By Hannah Frazier
If you were to hear the word epidemiology, would you know what it is? If you said “What’s that?” then you are just like most people Daniela Ledesma told about her career path before the global pandemic. Epidemiology is “the branch of medicine which deals with the incidence, distribution, and possible control of diseases and other factors relating to health.” Clearly, this is extremely relevant to us in the midst of a pandemic and epidemiologists deserve recognition during this time.
Daniela Ledesma graduated from Tempe Prep in 2016 and has come a long way since then. She works as a Program Manager for the ASU Covid-19 Case Investigation and Community Response Team. Partnering with the Maricopa County Department of Public Health (MCDPH), this team conducts case investigations and contact tracing for confirmed Covid-19 cases all over the country.
Since Arizona became a hotspot for the pandemic during the summer, Daniela’s team recruited, trained, and mobilized a student-volunteer workforce of over 200 individuals to operate in a virtual call center in hopes to ultimately create a containment plan.
Daniela elaborates, saying, “Our volunteers perform case investigations 7 days a week where they call cases with Covid-19, ask them questions about their symptoms and possible exposures, offer community and social support resources as well as isolation and quarantine guidance, and very importantly, collect close contacts who may have been exposed to Covid-19.” She says that the first step in the public health initiative is notifying close contacts of their exposure and asking them to quarantine.
When she is not working, Daniela is a full-time graduate student studying her Masters of Health Science in Epidemiology at Johns Hopkins University. Daniela has been attending her classes virtually at the Bloomberg School of Public Health. She says, “It has been really cool to study at the nation’s top school of public health and then at the same time, actually get to apply what I’m learning to real public health practice at my job.”
As one of the program data managers for the ASU Covid-19 Case Investigation and Community Response Team, Daniela spends a lot of time reviewing case investigations, analyzing trends, identifying areas for enhanced training, putting together daily reports for the data relating to case numbers, and working closely with the people at MCDPH. She also works as part of a public health communications subcommittee which puts together “easy-to-read materials such as infographics or FAQs on Covid-19 prevention and control strategies, and CDC guidance.”

Problems to solve:
• A. According to the article on Daniela Ledesma, how many people are in the student-volunteer workforce her team recruited?
• B. Render this sentence from the article on Daniela Ledesma in Spanish: "Daniela Ledesma graduated from Tempe Prep in 2016 and has come a long way since then."
• C. Carry on writing the article on Daniela Ledesma, picking up after its final sentence.
You won't need the data that comes after this.

Provided data:

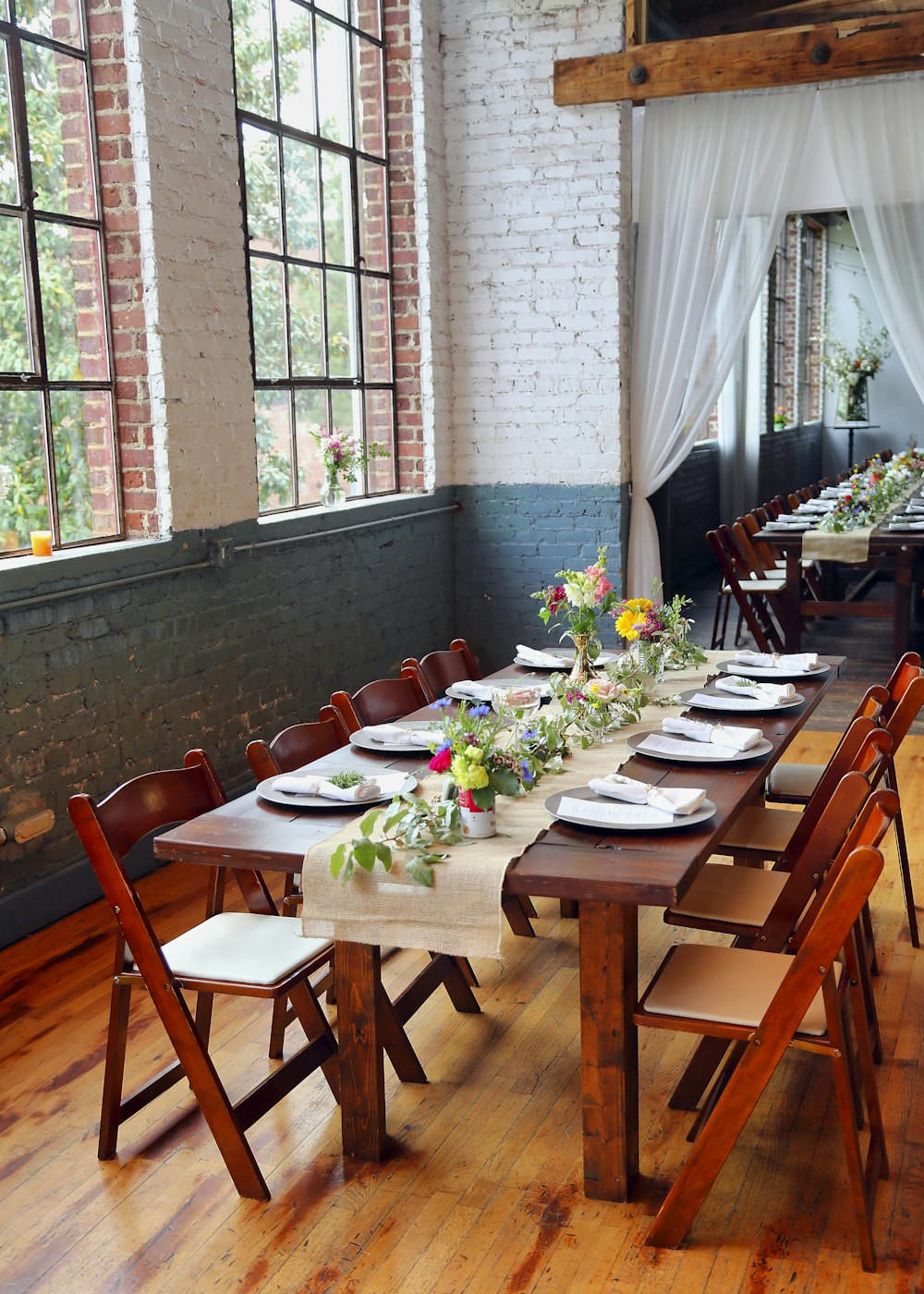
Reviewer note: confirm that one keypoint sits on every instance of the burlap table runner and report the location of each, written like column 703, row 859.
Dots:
column 461, row 915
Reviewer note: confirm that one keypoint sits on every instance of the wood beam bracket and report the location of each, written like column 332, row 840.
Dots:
column 752, row 60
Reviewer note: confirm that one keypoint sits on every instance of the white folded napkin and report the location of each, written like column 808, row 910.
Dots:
column 678, row 800
column 739, row 686
column 800, row 662
column 472, row 690
column 393, row 734
column 539, row 657
column 307, row 786
column 733, row 738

Answers per task:
• A. Over 200 individuals.

• B. Daniela Ledesma se graduó de Tempe Prep en 2016 y ha recorrido un largo camino desde entonces.

• C.
On top of all of this, Daniela is on a research projects subcommittee for which she is “in the process of writing and revising some manuscripts for peer-reviewed publication in health journals.”
Despite the entirely virtual operations Daniela is grateful for the incredible opportunity she has gotten to witness the hard work people have been putting in to meet the demand. She says, “It has been very rewarding to see the impact that our innovative, multidisciplinary partnership has had in working with communities across Arizona and supporting individuals affected by Covid-19, as well as providing a real unique practical learning experience to student volunteers interested in public health careers.”
Daniela discusses how her high school career taught her meaningful skills and brought her to where she is today. She says, “Its [Tempe Prep’s] mission to academically and socially support its students has had a lasting impact, leading me to find a career where I am able to use my skill sets to collaborate and offer solutions that can improve the health, well-being, and quality of life of others… While I may not be reading classical literature such as Homer’s The Iliad regularly anymore, I still find value from my high school experiences that taught me how to critically think and analyze, how to collaborate and work on a team, and how to implement creative solutions to problems.”
She remarks on TPA’s cultivation for her love of learning and curiosity, going on to say that she feels very fortunate to have continued her education at Barrett, the Honors College at ASU and graduating with a bachelor’s degree in Global Health last spring.
Daniela has wanted to work in the health care field from a young age. While she did not know what she wanted to study specifically at first, she eventually fell in love with the “discovery of public health and in particular, understanding the distribution and patterns of diseases and how they vary geographically and socially.”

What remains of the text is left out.